Records shown:
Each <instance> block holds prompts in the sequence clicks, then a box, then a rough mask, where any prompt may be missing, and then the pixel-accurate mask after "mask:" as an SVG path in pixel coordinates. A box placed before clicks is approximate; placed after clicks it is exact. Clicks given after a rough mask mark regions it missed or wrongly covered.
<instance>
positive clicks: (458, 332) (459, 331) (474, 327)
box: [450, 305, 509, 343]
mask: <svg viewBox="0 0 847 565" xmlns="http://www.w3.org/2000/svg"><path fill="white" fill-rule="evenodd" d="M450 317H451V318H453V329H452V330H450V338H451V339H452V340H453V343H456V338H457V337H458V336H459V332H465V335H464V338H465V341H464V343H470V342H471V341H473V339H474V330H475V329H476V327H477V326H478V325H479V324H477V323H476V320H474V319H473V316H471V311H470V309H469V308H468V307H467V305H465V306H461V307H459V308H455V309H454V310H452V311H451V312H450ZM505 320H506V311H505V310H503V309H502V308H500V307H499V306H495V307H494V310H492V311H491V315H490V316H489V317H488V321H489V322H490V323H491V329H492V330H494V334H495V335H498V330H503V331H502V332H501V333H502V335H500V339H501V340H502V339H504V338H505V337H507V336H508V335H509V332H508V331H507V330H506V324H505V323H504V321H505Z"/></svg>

What to do: Reproduce the listing above verbatim, from its first line through its last.

Result for this exercise:
Each <instance> block holds prompts in the sequence clicks, then a box, then a rough mask, where any prompt may be missing, and then the pixel-accurate mask after "mask:" as an SVG path in pixel coordinates. A box placed before clicks is approximate; placed after clicks it is exact. Clicks given after a rough mask mark regions it missed or wrongly covered.
<instance>
positive clicks: (458, 332) (459, 331) (474, 327)
box: [450, 305, 509, 343]
mask: <svg viewBox="0 0 847 565" xmlns="http://www.w3.org/2000/svg"><path fill="white" fill-rule="evenodd" d="M450 317H451V318H453V329H452V330H450V338H451V339H452V340H453V343H456V338H457V337H458V336H459V332H465V335H464V338H465V341H464V343H470V342H471V341H473V339H474V330H475V329H476V327H477V326H478V325H479V324H477V323H476V320H474V319H473V316H471V311H470V309H469V308H468V307H467V305H465V306H461V307H459V308H455V309H454V310H452V311H451V312H450ZM505 320H506V311H505V310H503V309H502V308H500V307H499V306H495V307H494V310H492V311H491V315H490V316H489V317H488V321H489V322H490V323H491V329H492V330H494V334H495V335H498V330H503V331H502V332H501V333H502V335H500V339H501V340H502V339H504V338H505V337H507V336H508V335H509V332H508V331H507V330H506V324H505V323H504V321H505Z"/></svg>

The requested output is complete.